- Opening Delimiter -

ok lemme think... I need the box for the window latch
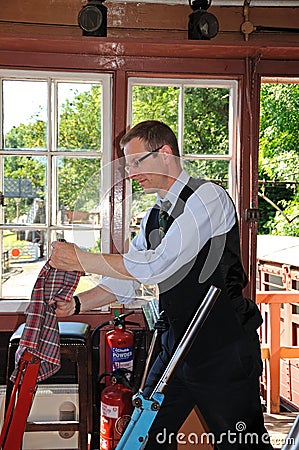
[245,208,260,222]
[0,191,6,206]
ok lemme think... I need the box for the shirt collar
[156,169,190,214]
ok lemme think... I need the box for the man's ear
[161,144,173,156]
[161,145,175,168]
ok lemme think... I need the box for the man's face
[124,137,168,194]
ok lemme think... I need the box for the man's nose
[126,165,139,178]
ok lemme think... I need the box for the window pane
[132,85,179,133]
[3,155,47,225]
[3,80,47,150]
[57,82,102,152]
[55,156,101,225]
[50,229,101,294]
[2,230,46,299]
[2,228,101,299]
[183,87,230,156]
[183,159,230,188]
[258,82,299,236]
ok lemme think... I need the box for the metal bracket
[241,0,254,41]
[245,208,260,222]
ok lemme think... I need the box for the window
[125,77,239,297]
[258,79,299,237]
[127,77,239,238]
[0,71,112,299]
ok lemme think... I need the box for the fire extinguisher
[105,311,137,381]
[100,369,134,450]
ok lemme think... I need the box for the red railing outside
[257,257,299,413]
[257,292,299,413]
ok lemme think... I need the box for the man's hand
[51,297,77,317]
[50,286,119,317]
[49,241,133,279]
[49,241,85,272]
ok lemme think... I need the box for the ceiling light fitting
[78,0,107,37]
[188,0,219,40]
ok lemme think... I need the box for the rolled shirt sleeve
[97,212,152,304]
[98,276,140,304]
[97,216,152,303]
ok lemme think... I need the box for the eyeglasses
[124,145,164,173]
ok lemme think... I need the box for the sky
[3,80,88,134]
[3,81,47,133]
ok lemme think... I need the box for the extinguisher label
[112,346,133,362]
[101,402,119,419]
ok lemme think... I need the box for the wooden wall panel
[1,0,81,25]
[0,1,298,44]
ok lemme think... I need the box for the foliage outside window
[128,79,237,236]
[258,82,299,236]
[129,80,299,238]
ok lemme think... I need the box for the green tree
[183,87,230,184]
[5,117,47,149]
[132,85,179,133]
[258,83,299,236]
[4,156,46,221]
[56,86,102,211]
[131,85,230,190]
[58,86,101,151]
[131,86,180,194]
[5,81,298,237]
[184,87,229,156]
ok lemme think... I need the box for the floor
[177,408,298,449]
[264,412,298,449]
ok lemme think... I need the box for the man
[50,120,273,449]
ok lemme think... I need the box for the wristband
[73,295,81,315]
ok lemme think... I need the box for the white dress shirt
[99,170,236,304]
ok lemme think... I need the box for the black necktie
[158,200,171,239]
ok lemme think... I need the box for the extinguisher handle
[114,310,140,327]
[124,321,140,327]
[118,311,135,319]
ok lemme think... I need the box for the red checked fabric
[11,261,81,382]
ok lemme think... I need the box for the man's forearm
[80,252,134,280]
[78,284,118,311]
[50,242,134,280]
[55,284,118,317]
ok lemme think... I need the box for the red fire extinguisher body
[105,327,134,374]
[100,382,134,450]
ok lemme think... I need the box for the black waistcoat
[145,177,248,360]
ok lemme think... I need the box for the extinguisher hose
[90,320,112,450]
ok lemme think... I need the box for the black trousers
[143,330,273,450]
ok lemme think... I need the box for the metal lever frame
[281,413,299,450]
[115,285,221,450]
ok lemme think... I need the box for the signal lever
[115,285,221,450]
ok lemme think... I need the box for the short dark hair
[120,120,180,157]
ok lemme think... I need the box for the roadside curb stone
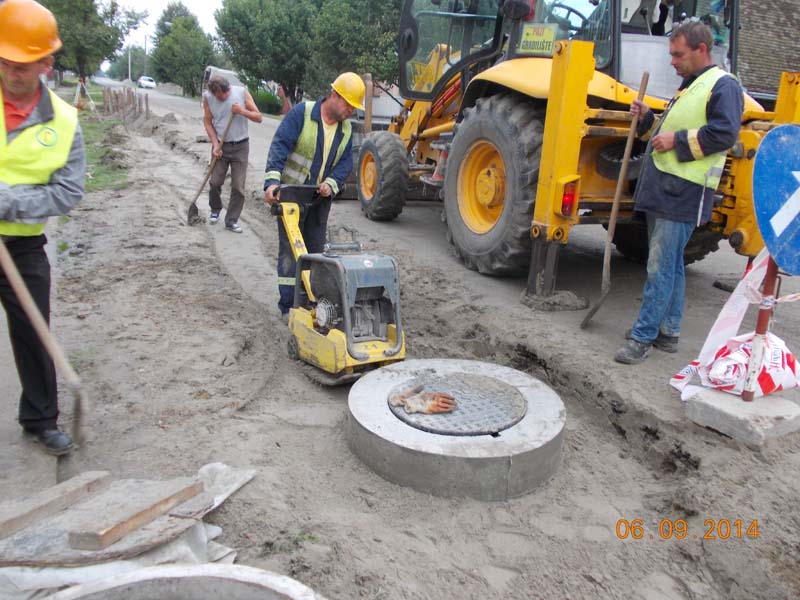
[685,388,800,447]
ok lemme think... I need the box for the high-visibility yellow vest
[0,86,78,236]
[271,101,351,187]
[652,66,730,190]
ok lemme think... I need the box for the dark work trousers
[0,235,59,432]
[277,199,332,314]
[209,139,249,226]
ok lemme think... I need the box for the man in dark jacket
[263,72,365,321]
[615,21,743,364]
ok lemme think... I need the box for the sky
[119,0,224,47]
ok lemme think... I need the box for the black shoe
[614,339,652,364]
[625,329,678,353]
[27,429,75,456]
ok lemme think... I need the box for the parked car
[137,76,156,89]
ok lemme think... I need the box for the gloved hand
[389,384,457,415]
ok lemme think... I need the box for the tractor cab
[399,0,739,103]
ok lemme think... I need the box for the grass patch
[58,215,71,225]
[56,240,69,254]
[81,116,129,192]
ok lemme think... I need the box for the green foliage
[216,0,317,104]
[303,0,400,97]
[252,89,283,114]
[41,0,146,80]
[152,2,202,83]
[151,15,215,97]
[106,45,148,81]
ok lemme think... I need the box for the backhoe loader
[356,0,800,297]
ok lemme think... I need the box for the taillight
[560,181,577,216]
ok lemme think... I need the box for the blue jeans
[630,215,695,343]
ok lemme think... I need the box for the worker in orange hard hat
[0,0,86,456]
[263,72,365,321]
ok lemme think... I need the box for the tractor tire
[612,222,724,265]
[357,131,408,221]
[444,94,544,276]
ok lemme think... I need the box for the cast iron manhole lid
[387,373,527,436]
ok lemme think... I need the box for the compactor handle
[324,241,363,254]
[277,184,321,207]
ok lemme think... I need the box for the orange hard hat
[331,72,365,110]
[0,0,62,63]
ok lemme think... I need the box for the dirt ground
[2,103,799,600]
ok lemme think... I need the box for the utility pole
[127,44,131,81]
[143,36,147,77]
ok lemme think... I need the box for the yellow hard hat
[0,0,62,63]
[331,72,366,110]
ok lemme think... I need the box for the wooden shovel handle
[606,72,650,244]
[190,113,236,205]
[0,238,79,387]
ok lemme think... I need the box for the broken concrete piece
[685,388,800,446]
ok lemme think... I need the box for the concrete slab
[347,359,566,500]
[684,388,800,446]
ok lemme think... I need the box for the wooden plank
[67,477,202,550]
[0,471,111,541]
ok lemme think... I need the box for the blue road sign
[753,124,800,275]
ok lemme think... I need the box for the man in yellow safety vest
[0,0,86,454]
[615,21,743,364]
[263,72,365,321]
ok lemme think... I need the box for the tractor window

- Closing Delimiter -

Exercise aim: Copy all entries exactly; skip pictures.

Your solution:
ok lemme think... I need the box for the window latch
[245,208,260,222]
[0,191,6,206]
ok lemme think... I need the box for the shirt collar
[156,169,190,214]
ok lemme think... I need the box for the man's ear
[161,144,173,156]
[161,145,175,168]
ok lemme think... I need the box for the man's face
[124,137,168,194]
ok lemme think... I need the box for the man's nose
[126,165,139,178]
ok lemme think... I need the box for the window pane
[132,85,179,133]
[3,155,47,225]
[3,80,47,150]
[57,82,102,152]
[55,156,101,225]
[50,229,101,294]
[2,230,46,299]
[2,228,101,299]
[183,87,230,156]
[183,159,230,188]
[258,82,299,236]
ok lemme think... I need the box for the metal bracket
[241,0,254,41]
[245,208,260,222]
ok lemme think... I need the box for the window
[125,77,239,297]
[258,79,299,237]
[127,77,239,238]
[0,71,112,299]
ok lemme think... I need the box for the fire extinguisher
[105,311,137,381]
[100,369,134,450]
ok lemme think... I need the box for the red railing outside
[257,257,299,413]
[257,292,299,413]
ok lemme think... I need the box for the man's hand
[51,297,77,317]
[50,286,119,317]
[49,241,133,279]
[49,241,85,272]
ok lemme think... I need the box for the ceiling light fitting
[78,0,107,37]
[188,0,219,40]
ok lemme think... I need the box for the rolled shirt sleeve
[97,212,152,304]
[98,276,140,304]
[97,216,152,303]
ok lemme think... I need the box for the eyeglasses
[124,145,164,173]
ok lemme think... I need the box for the sky
[3,80,88,134]
[3,81,47,133]
ok lemme think... I need the box for the extinguisher label
[112,346,133,362]
[101,402,119,419]
ok lemme think... I need the box for the wooden wall panel
[1,0,81,25]
[0,1,298,44]
ok lemme think... I need the box for the foliage outside window
[128,79,237,236]
[258,82,299,236]
[129,80,299,238]
ok lemme think... I need the box for the green tree
[183,87,230,184]
[5,117,47,149]
[132,85,179,133]
[258,83,299,236]
[4,156,46,221]
[56,86,102,211]
[131,85,230,190]
[58,86,101,151]
[131,86,180,194]
[5,81,298,237]
[184,87,229,156]
ok lemme think... I need the box for the floor
[177,408,298,449]
[264,412,298,449]
ok lemme think... I need the box for the man
[50,120,273,449]
ok lemme think... I need the box for the wristband
[73,295,81,315]
ok lemme think... I need the box for the white dress shirt
[99,170,236,304]
ok lemme think... I need the box for the black necktie
[158,200,171,239]
ok lemme think... I need the box for the extinguisher handle
[114,310,140,327]
[124,321,140,327]
[118,311,135,319]
ok lemme think... I need the box for the red checked fabric
[11,261,81,382]
ok lemme think... I need the box for the man's forearm
[80,252,134,280]
[78,284,118,311]
[50,242,134,280]
[55,284,118,317]
ok lemme think... I need the box for the red fire extinguisher body
[105,327,134,374]
[100,382,134,450]
ok lemme think... I need the box for the black waistcoat
[145,177,248,360]
ok lemme think... I need the box for the extinguisher hose
[90,320,112,450]
ok lemme think... I need the box for the black trousers
[143,330,273,450]
ok lemme think... I need the box for the metal lever frame
[281,413,299,450]
[115,285,221,450]
ok lemme think... I need the box for the signal lever
[115,285,221,450]
ok lemme think... I need the box for the short dark hair
[120,120,180,157]
ok lemme think... I need the box for the roadside curb stone
[685,388,800,447]
ok lemme think... I need the box for the high-visibility yellow vest
[0,86,78,236]
[271,101,351,187]
[652,66,730,190]
ok lemme think... I need the box for the dark work trousers
[0,235,59,432]
[277,199,332,314]
[209,139,249,226]
ok lemme think... I need the box for the man in dark jacket
[263,72,365,321]
[615,21,743,364]
ok lemme think... I need the box for the sky
[119,0,224,47]
ok lemme think... I need the box for the black shoe
[614,339,652,364]
[625,329,678,353]
[27,429,75,456]
ok lemme think... I need the box for the parked car
[137,76,156,89]
ok lemme think... I need the box for the gloved hand
[389,384,457,415]
ok lemme think... I need the box for the tractor cab
[399,0,739,103]
ok lemme think... I need the box for the grass patch
[58,215,71,225]
[56,240,69,254]
[81,116,129,192]
ok lemme think... I need the box for the green foliage
[216,0,317,104]
[303,0,400,97]
[252,89,283,114]
[41,0,146,80]
[152,2,202,83]
[151,15,215,97]
[106,45,148,81]
ok lemme think... I need the box for the backhoe loader
[356,0,800,297]
ok lemme think... I need the box for the taillight
[560,181,577,216]
ok lemme think... I need the box for the blue jeans
[630,215,695,343]
ok lemme think... I need the box for the worker in orange hard hat
[0,0,86,456]
[263,72,365,321]
ok lemme think... I need the box for the tractor tire
[612,222,724,265]
[357,131,408,221]
[444,94,544,276]
ok lemme think... I need the box for the cast iron manhole lid
[387,373,527,436]
ok lemme think... I need the box for the compactor handle
[324,241,363,254]
[277,184,321,207]
ok lemme think... I need the box for the orange hard hat
[331,72,365,110]
[0,0,62,63]
ok lemme think... I need the box for the dirt ground
[2,103,799,600]
ok lemme think... I need the box for the utility pole
[127,44,131,81]
[143,36,147,77]
ok lemme think... I need the box for the yellow hard hat
[0,0,62,63]
[331,72,366,110]
ok lemme think... I need the box for the wooden shovel handle
[606,72,650,244]
[190,113,236,205]
[0,238,79,387]
ok lemme think... I need the box for the broken concrete piece
[685,388,800,446]
ok lemme think... I need the box for the concrete slab
[347,359,566,500]
[684,388,800,446]
ok lemme think... I need the box for the wooden plank
[67,477,202,550]
[0,471,111,541]
ok lemme think... I need the box for the blue road sign
[753,124,800,275]
ok lemme think... I need the box for the man in yellow safety vest
[0,0,86,454]
[615,21,743,364]
[263,72,365,321]
ok lemme think... I need the box for the tractor window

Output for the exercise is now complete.